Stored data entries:
_ _ _ _

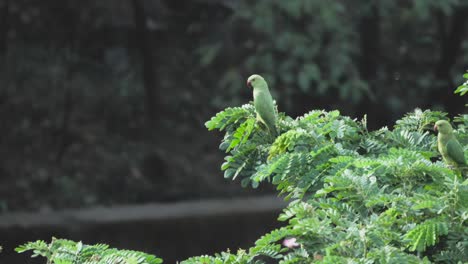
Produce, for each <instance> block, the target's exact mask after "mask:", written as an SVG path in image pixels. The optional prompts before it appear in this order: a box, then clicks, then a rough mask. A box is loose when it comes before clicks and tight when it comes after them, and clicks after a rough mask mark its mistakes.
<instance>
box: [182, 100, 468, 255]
mask: <svg viewBox="0 0 468 264" xmlns="http://www.w3.org/2000/svg"><path fill="white" fill-rule="evenodd" d="M279 116H280V117H279V121H278V127H279V131H280V136H278V137H277V138H276V139H274V140H272V139H270V138H269V137H268V136H267V135H265V133H264V132H263V130H262V129H260V128H259V127H258V125H256V124H255V116H254V114H253V109H252V106H251V105H245V106H243V107H240V108H228V109H227V110H225V111H222V112H220V113H218V114H217V115H216V116H215V117H214V118H212V119H211V120H210V121H208V122H207V123H206V126H207V128H208V129H210V130H213V129H219V130H224V131H225V132H226V136H225V137H224V139H223V142H222V143H221V145H220V149H221V150H223V151H225V152H226V153H227V156H226V161H225V163H224V164H223V165H222V167H221V168H222V170H224V172H225V174H224V175H225V177H226V178H231V179H237V178H239V179H240V180H241V183H242V184H243V185H249V184H250V185H252V186H253V187H257V186H258V185H259V184H261V183H264V182H268V183H271V184H273V185H275V186H276V188H277V189H278V190H279V191H280V193H283V194H285V195H286V199H290V200H291V202H290V204H289V206H288V207H287V208H286V209H285V210H284V211H283V213H282V214H281V216H280V217H279V220H281V221H285V223H286V226H285V227H283V228H281V229H278V230H275V231H273V232H271V233H270V234H267V235H266V236H265V237H262V238H261V239H259V240H258V241H257V243H256V245H255V246H254V247H253V248H251V249H250V250H248V251H245V250H239V251H238V252H237V253H235V254H233V253H230V252H224V253H222V254H219V255H216V256H213V257H208V256H204V257H201V258H202V259H201V258H192V259H189V260H187V261H186V262H185V263H268V262H267V261H268V260H272V259H274V260H275V261H277V262H279V263H311V262H317V263H332V262H335V263H431V262H434V263H464V262H466V261H467V260H468V243H467V242H466V241H468V224H467V221H466V220H467V219H468V214H467V208H468V181H467V180H466V179H464V177H463V175H461V173H460V172H459V171H456V170H452V169H451V168H449V167H447V165H446V164H444V163H443V162H441V161H440V160H439V158H438V156H439V153H438V152H437V149H436V137H435V135H434V134H433V133H431V132H429V131H428V130H429V128H431V127H432V125H433V124H434V122H435V121H437V120H439V119H447V115H446V113H443V112H435V111H429V110H426V111H422V110H420V109H416V110H415V111H414V112H411V113H408V114H407V115H406V116H404V117H403V118H402V119H400V120H398V121H397V122H396V124H395V126H394V127H393V128H392V129H389V128H386V127H384V128H382V129H379V130H376V131H369V130H368V129H367V122H366V118H364V119H362V120H357V119H351V118H350V117H347V116H342V115H341V114H340V113H339V112H338V111H330V112H327V111H323V110H314V111H311V112H309V113H307V114H305V115H304V116H302V117H298V118H296V119H292V118H290V117H288V116H286V115H284V114H280V115H279ZM465 119H466V118H464V116H460V117H458V118H456V119H455V121H456V123H457V126H456V133H457V134H458V136H459V137H461V138H466V130H465V127H466V122H465V121H466V120H465ZM288 237H294V238H296V239H297V241H298V243H299V245H300V246H299V247H297V248H292V249H290V248H286V247H284V246H281V244H280V243H281V240H282V239H284V238H288ZM197 261H201V262H197ZM203 261H206V262H203Z"/></svg>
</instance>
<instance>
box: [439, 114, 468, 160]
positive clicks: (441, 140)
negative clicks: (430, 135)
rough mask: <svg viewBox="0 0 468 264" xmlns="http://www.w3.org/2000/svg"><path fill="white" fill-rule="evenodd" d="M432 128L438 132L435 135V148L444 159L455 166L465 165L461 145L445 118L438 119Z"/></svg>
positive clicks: (452, 128) (448, 123)
mask: <svg viewBox="0 0 468 264" xmlns="http://www.w3.org/2000/svg"><path fill="white" fill-rule="evenodd" d="M434 130H435V131H438V132H439V133H438V135H437V148H438V149H439V152H440V154H441V155H442V158H443V159H444V161H445V162H446V163H447V164H449V165H451V166H455V167H464V166H466V159H465V154H464V152H463V147H462V146H461V145H460V142H458V140H457V139H456V138H455V135H454V134H453V128H452V126H451V125H450V123H449V122H447V121H445V120H439V121H437V122H436V123H435V126H434Z"/></svg>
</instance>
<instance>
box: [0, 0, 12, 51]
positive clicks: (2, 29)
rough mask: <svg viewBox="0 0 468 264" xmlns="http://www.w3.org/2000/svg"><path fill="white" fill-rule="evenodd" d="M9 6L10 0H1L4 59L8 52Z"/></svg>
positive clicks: (0, 29)
mask: <svg viewBox="0 0 468 264" xmlns="http://www.w3.org/2000/svg"><path fill="white" fill-rule="evenodd" d="M9 8H10V0H0V60H3V59H4V58H5V57H6V54H7V52H8V31H9V29H10V27H9V23H8V14H9Z"/></svg>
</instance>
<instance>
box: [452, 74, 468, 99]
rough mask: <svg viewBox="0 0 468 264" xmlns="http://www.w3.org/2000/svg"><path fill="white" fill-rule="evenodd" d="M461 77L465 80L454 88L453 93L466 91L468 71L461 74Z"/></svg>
mask: <svg viewBox="0 0 468 264" xmlns="http://www.w3.org/2000/svg"><path fill="white" fill-rule="evenodd" d="M463 78H465V79H467V80H466V81H465V82H464V83H463V84H462V85H460V86H458V88H457V89H456V90H455V93H458V94H460V95H465V94H466V93H467V92H468V73H465V74H463Z"/></svg>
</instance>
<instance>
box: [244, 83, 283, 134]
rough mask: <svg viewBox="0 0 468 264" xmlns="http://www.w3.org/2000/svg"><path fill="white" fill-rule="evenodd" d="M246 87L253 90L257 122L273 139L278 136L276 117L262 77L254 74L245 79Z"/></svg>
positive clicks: (270, 96)
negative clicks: (248, 87)
mask: <svg viewBox="0 0 468 264" xmlns="http://www.w3.org/2000/svg"><path fill="white" fill-rule="evenodd" d="M247 86H248V87H250V88H252V89H253V98H254V106H255V111H256V112H257V120H258V121H259V122H261V123H263V124H264V125H265V126H266V128H267V129H268V131H269V132H270V134H271V135H272V136H273V137H276V136H277V135H278V132H277V130H276V118H277V117H276V111H275V106H274V105H273V98H272V97H271V94H270V91H269V90H268V84H267V83H266V81H265V79H263V77H262V76H260V75H257V74H254V75H252V76H250V77H249V78H248V79H247Z"/></svg>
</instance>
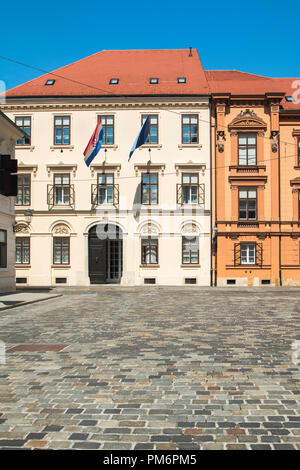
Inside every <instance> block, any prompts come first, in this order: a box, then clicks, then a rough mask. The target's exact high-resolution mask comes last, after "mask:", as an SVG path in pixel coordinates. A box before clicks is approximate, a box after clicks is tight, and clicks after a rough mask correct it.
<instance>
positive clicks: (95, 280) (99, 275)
mask: <svg viewBox="0 0 300 470" xmlns="http://www.w3.org/2000/svg"><path fill="white" fill-rule="evenodd" d="M106 272H107V240H103V239H99V238H98V237H97V234H96V227H93V228H92V230H91V232H90V233H89V277H90V281H91V284H104V283H105V282H106Z"/></svg>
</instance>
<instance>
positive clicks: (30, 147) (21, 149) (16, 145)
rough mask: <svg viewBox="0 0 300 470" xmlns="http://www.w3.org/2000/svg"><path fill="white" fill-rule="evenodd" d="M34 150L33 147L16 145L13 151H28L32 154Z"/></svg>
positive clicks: (33, 148)
mask: <svg viewBox="0 0 300 470" xmlns="http://www.w3.org/2000/svg"><path fill="white" fill-rule="evenodd" d="M34 149H35V146H34V145H16V146H15V150H16V151H17V150H30V152H32V151H33V150H34Z"/></svg>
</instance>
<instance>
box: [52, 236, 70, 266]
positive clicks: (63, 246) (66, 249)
mask: <svg viewBox="0 0 300 470" xmlns="http://www.w3.org/2000/svg"><path fill="white" fill-rule="evenodd" d="M53 264H70V239H69V237H54V238H53Z"/></svg>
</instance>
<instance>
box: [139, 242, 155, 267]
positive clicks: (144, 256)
mask: <svg viewBox="0 0 300 470" xmlns="http://www.w3.org/2000/svg"><path fill="white" fill-rule="evenodd" d="M157 263H158V239H157V238H152V237H147V238H142V264H157Z"/></svg>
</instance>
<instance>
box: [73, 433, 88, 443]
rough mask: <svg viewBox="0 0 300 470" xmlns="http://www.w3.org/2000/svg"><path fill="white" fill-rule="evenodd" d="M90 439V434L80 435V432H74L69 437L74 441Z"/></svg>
mask: <svg viewBox="0 0 300 470" xmlns="http://www.w3.org/2000/svg"><path fill="white" fill-rule="evenodd" d="M87 438H88V434H84V433H80V432H74V433H73V434H71V436H70V437H69V439H70V440H72V441H77V440H78V441H79V440H80V441H85V440H86V439H87Z"/></svg>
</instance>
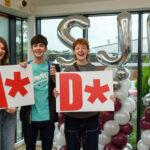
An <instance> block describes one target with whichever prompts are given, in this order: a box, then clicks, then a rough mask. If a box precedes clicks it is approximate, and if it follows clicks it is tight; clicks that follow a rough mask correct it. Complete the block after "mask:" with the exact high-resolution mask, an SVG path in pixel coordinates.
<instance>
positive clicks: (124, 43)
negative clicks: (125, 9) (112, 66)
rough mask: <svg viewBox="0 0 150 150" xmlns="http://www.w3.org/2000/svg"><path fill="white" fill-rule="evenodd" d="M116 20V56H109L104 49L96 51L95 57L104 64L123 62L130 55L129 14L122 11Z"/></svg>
mask: <svg viewBox="0 0 150 150" xmlns="http://www.w3.org/2000/svg"><path fill="white" fill-rule="evenodd" d="M117 21H118V56H116V57H109V56H108V55H107V53H106V52H105V51H99V52H98V53H97V59H98V61H99V62H100V63H102V64H104V65H117V66H121V65H123V64H125V63H126V62H127V61H128V59H129V58H130V55H131V15H130V14H129V13H128V12H122V13H120V14H119V15H118V17H117Z"/></svg>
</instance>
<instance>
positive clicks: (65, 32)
mask: <svg viewBox="0 0 150 150" xmlns="http://www.w3.org/2000/svg"><path fill="white" fill-rule="evenodd" d="M117 19H118V29H119V30H118V36H119V40H118V47H119V49H118V55H117V56H116V57H113V58H112V57H109V56H108V55H107V54H106V52H104V51H99V52H98V53H97V54H96V57H97V60H98V61H99V62H100V63H101V64H104V65H105V66H106V70H112V71H113V77H114V79H113V86H114V90H115V92H116V96H117V100H116V102H115V111H114V112H104V113H103V114H101V115H100V129H101V130H102V133H101V134H100V136H99V150H119V149H121V150H132V146H131V145H130V144H129V143H127V142H128V135H129V134H131V132H132V130H133V126H132V125H131V123H130V122H129V121H130V120H131V113H132V112H133V111H134V109H135V107H136V105H135V102H134V100H133V99H131V98H130V97H128V90H129V88H130V86H131V82H130V80H129V71H128V69H127V68H125V67H124V66H123V65H124V64H125V63H127V62H128V59H129V58H130V55H131V27H130V26H131V15H130V14H129V13H128V12H123V13H120V14H119V15H118V18H117ZM74 26H79V27H80V28H82V29H86V28H88V27H89V20H88V18H86V17H84V16H70V17H66V18H65V19H64V20H63V21H62V22H61V23H60V25H59V26H58V32H57V33H58V37H59V39H60V40H61V41H62V42H63V43H64V44H65V45H66V46H68V47H69V48H72V43H73V41H74V40H75V39H74V38H73V37H72V36H71V34H70V30H71V28H73V27H74ZM56 61H57V62H58V63H60V64H63V65H68V64H69V65H70V64H72V63H73V62H74V59H71V60H65V59H64V58H57V59H56ZM58 127H59V132H58V134H57V135H56V137H55V141H56V144H57V145H59V146H61V148H62V147H63V146H64V145H65V140H64V124H63V123H62V122H61V123H59V124H58Z"/></svg>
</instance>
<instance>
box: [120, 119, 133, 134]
mask: <svg viewBox="0 0 150 150" xmlns="http://www.w3.org/2000/svg"><path fill="white" fill-rule="evenodd" d="M120 131H121V132H122V133H124V134H126V135H129V134H131V133H132V131H133V126H132V124H131V123H129V122H128V123H127V124H125V125H120Z"/></svg>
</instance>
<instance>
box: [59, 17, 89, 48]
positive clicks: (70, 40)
mask: <svg viewBox="0 0 150 150" xmlns="http://www.w3.org/2000/svg"><path fill="white" fill-rule="evenodd" d="M89 25H90V21H89V19H88V18H87V17H84V16H82V15H73V16H69V17H66V18H65V19H64V20H62V21H61V22H60V24H59V26H58V28H57V35H58V38H59V39H60V41H61V42H62V43H63V44H65V45H66V46H67V47H69V48H71V49H72V44H73V41H74V40H75V39H74V38H73V37H72V35H71V34H70V30H71V29H72V28H73V27H77V26H78V27H80V28H82V29H87V28H88V27H89Z"/></svg>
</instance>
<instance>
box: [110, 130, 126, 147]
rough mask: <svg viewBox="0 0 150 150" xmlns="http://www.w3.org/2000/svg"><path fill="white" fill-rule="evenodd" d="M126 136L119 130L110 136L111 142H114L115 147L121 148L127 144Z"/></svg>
mask: <svg viewBox="0 0 150 150" xmlns="http://www.w3.org/2000/svg"><path fill="white" fill-rule="evenodd" d="M127 141H128V139H127V137H126V135H125V134H123V133H122V132H119V133H118V134H116V135H115V136H112V143H114V144H115V145H116V146H117V147H119V148H122V147H123V146H125V145H126V144H127Z"/></svg>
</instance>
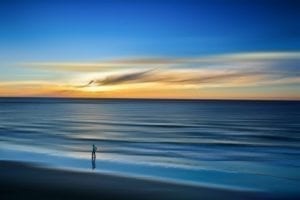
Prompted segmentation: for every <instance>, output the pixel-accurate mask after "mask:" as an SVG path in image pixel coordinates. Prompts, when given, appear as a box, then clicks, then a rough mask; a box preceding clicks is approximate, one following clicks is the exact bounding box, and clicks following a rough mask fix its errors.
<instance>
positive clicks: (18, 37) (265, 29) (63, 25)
mask: <svg viewBox="0 0 300 200" xmlns="http://www.w3.org/2000/svg"><path fill="white" fill-rule="evenodd" d="M299 5H300V3H298V2H297V1H276V0H268V1H267V0H261V1H258V0H254V1H247V0H239V1H237V0H211V1H208V0H207V1H175V0H173V1H172V0H168V1H167V0H166V1H163V0H161V1H146V0H141V1H133V0H132V1H130V0H128V1H126V0H124V1H88V0H87V1H31V0H27V1H14V0H10V1H1V2H0V26H1V29H0V62H1V63H0V64H1V66H0V69H2V72H3V73H1V75H0V78H2V79H3V80H6V81H8V80H22V79H26V80H28V79H30V78H32V79H37V77H42V79H44V78H45V77H46V78H47V77H48V78H49V77H53V76H54V77H57V76H64V75H62V74H59V73H57V72H53V71H52V72H51V73H50V72H49V73H47V74H45V72H43V71H38V70H34V69H32V68H25V69H24V68H20V67H19V66H17V65H18V63H23V62H77V61H78V62H83V61H87V62H94V61H103V60H113V59H120V58H122V59H123V58H132V57H134V58H136V57H143V58H144V57H160V58H161V57H163V58H180V57H205V56H210V55H223V54H232V53H235V54H237V53H240V54H243V53H257V52H298V51H299V50H300V23H299V21H300V14H299V13H300V12H299ZM292 62H293V63H295V61H294V60H292ZM296 65H297V66H298V61H296ZM293 66H295V64H293ZM287 67H289V66H287Z"/></svg>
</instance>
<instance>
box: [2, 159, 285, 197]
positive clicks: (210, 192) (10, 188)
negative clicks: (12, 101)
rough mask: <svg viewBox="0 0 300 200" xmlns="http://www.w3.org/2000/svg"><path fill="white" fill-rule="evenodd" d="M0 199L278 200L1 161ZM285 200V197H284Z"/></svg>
mask: <svg viewBox="0 0 300 200" xmlns="http://www.w3.org/2000/svg"><path fill="white" fill-rule="evenodd" d="M0 194H1V195H0V199H1V200H6V199H64V200H66V199H72V200H75V199H197V200H198V199H199V200H200V199H201V200H212V199H216V200H218V199H234V200H235V199H236V200H242V199H243V200H248V199H249V200H255V199H280V198H279V197H277V198H276V197H274V196H273V197H272V196H270V195H269V194H266V193H258V192H249V191H236V190H230V189H219V188H210V187H198V186H190V185H184V184H177V183H169V182H161V181H154V180H145V179H138V178H131V177H120V176H114V175H107V174H99V173H93V172H75V171H66V170H59V169H49V168H44V167H40V166H38V165H32V164H28V163H22V162H12V161H0ZM284 199H286V198H284Z"/></svg>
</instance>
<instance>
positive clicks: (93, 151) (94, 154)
mask: <svg viewBox="0 0 300 200" xmlns="http://www.w3.org/2000/svg"><path fill="white" fill-rule="evenodd" d="M96 151H97V147H96V145H94V144H93V149H92V159H96Z"/></svg>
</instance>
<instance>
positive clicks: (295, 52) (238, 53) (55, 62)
mask: <svg viewBox="0 0 300 200" xmlns="http://www.w3.org/2000/svg"><path fill="white" fill-rule="evenodd" d="M299 57H300V52H256V53H236V54H224V55H212V56H206V57H187V58H184V57H183V58H176V57H166V58H163V57H144V58H127V59H114V60H105V61H97V62H26V63H18V64H19V65H21V66H27V67H34V68H37V69H41V70H50V71H51V70H53V71H72V72H99V71H107V70H119V69H124V68H125V69H130V68H153V67H155V68H157V67H162V68H164V67H177V68H189V67H198V68H199V67H208V66H209V67H211V66H220V67H223V66H224V65H225V64H229V65H230V64H239V63H242V64H245V63H254V62H256V63H257V62H277V61H284V60H294V59H296V60H298V59H299ZM241 67H242V66H241Z"/></svg>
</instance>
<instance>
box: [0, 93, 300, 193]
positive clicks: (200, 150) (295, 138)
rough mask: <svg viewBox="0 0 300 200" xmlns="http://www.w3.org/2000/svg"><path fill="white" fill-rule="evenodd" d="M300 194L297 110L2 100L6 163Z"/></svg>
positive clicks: (216, 185)
mask: <svg viewBox="0 0 300 200" xmlns="http://www.w3.org/2000/svg"><path fill="white" fill-rule="evenodd" d="M92 144H95V145H96V146H97V147H98V150H99V151H98V153H97V160H96V163H95V164H96V169H95V170H94V172H104V173H105V172H106V173H118V174H123V175H132V176H141V177H148V178H154V179H162V180H171V181H179V182H186V183H190V184H199V185H208V186H215V187H231V188H236V189H250V190H264V191H270V192H277V193H281V194H299V191H298V190H299V188H300V102H288V101H281V102H280V101H177V100H85V99H81V100H79V99H77V100H75V99H47V98H46V99H43V98H0V159H1V160H20V161H28V162H39V163H43V164H45V165H48V166H53V167H62V168H72V169H80V170H91V171H92V169H91V167H92V163H91V149H92Z"/></svg>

_ _ _ _

§ **TASK DESCRIPTION**
Would you copy, unchanged, the stretch of the records above that begins at the line containing "box: [439, 114, 468, 160]" and ends at the line containing "positive clicks: (270, 96)", and only that?

§ **ANSWER TO THE EXERCISE**
box: [439, 114, 468, 160]
positive clicks: (441, 140)
negative clicks: (430, 135)
rough mask: <svg viewBox="0 0 468 264" xmlns="http://www.w3.org/2000/svg"><path fill="white" fill-rule="evenodd" d="M432 128L438 132L435 135V148L444 159L455 166L465 165L461 145L445 118L438 119Z"/></svg>
positive clicks: (452, 128) (448, 123)
mask: <svg viewBox="0 0 468 264" xmlns="http://www.w3.org/2000/svg"><path fill="white" fill-rule="evenodd" d="M434 130H435V131H438V132H439V133H438V135H437V148H438V149H439V152H440V154H441V155H442V158H443V159H444V161H445V162H446V163H447V164H449V165H451V166H455V167H464V166H466V159H465V154H464V152H463V147H462V146H461V145H460V142H458V140H457V139H456V138H455V135H454V134H453V128H452V126H451V125H450V123H449V122H447V121H445V120H439V121H437V122H436V123H435V126H434Z"/></svg>
</instance>
<instance>
box: [0, 0, 12, 51]
positive clicks: (2, 29)
rough mask: <svg viewBox="0 0 468 264" xmlns="http://www.w3.org/2000/svg"><path fill="white" fill-rule="evenodd" d="M9 6L10 0H1L4 59L8 52Z"/></svg>
positive clicks: (0, 29)
mask: <svg viewBox="0 0 468 264" xmlns="http://www.w3.org/2000/svg"><path fill="white" fill-rule="evenodd" d="M9 8H10V0H0V60H3V59H4V58H5V57H6V54H7V52H8V31H9V29H10V27H9V23H8V14H9Z"/></svg>
</instance>
<instance>
box: [452, 74, 468, 99]
rough mask: <svg viewBox="0 0 468 264" xmlns="http://www.w3.org/2000/svg"><path fill="white" fill-rule="evenodd" d="M461 77L465 80L454 88L453 93L466 91L468 71L461 74Z"/></svg>
mask: <svg viewBox="0 0 468 264" xmlns="http://www.w3.org/2000/svg"><path fill="white" fill-rule="evenodd" d="M463 78H465V79H467V80H466V81H465V82H464V83H463V84H462V85H460V86H458V88H457V89H456V90H455V93H458V94H460V95H465V94H466V93H467V92H468V73H465V74H463Z"/></svg>
</instance>
<instance>
box: [244, 83, 283, 134]
rough mask: <svg viewBox="0 0 468 264" xmlns="http://www.w3.org/2000/svg"><path fill="white" fill-rule="evenodd" d="M246 87L253 90L257 122L273 139L278 136L276 117L262 77L254 74L245 79Z"/></svg>
positive clicks: (270, 96)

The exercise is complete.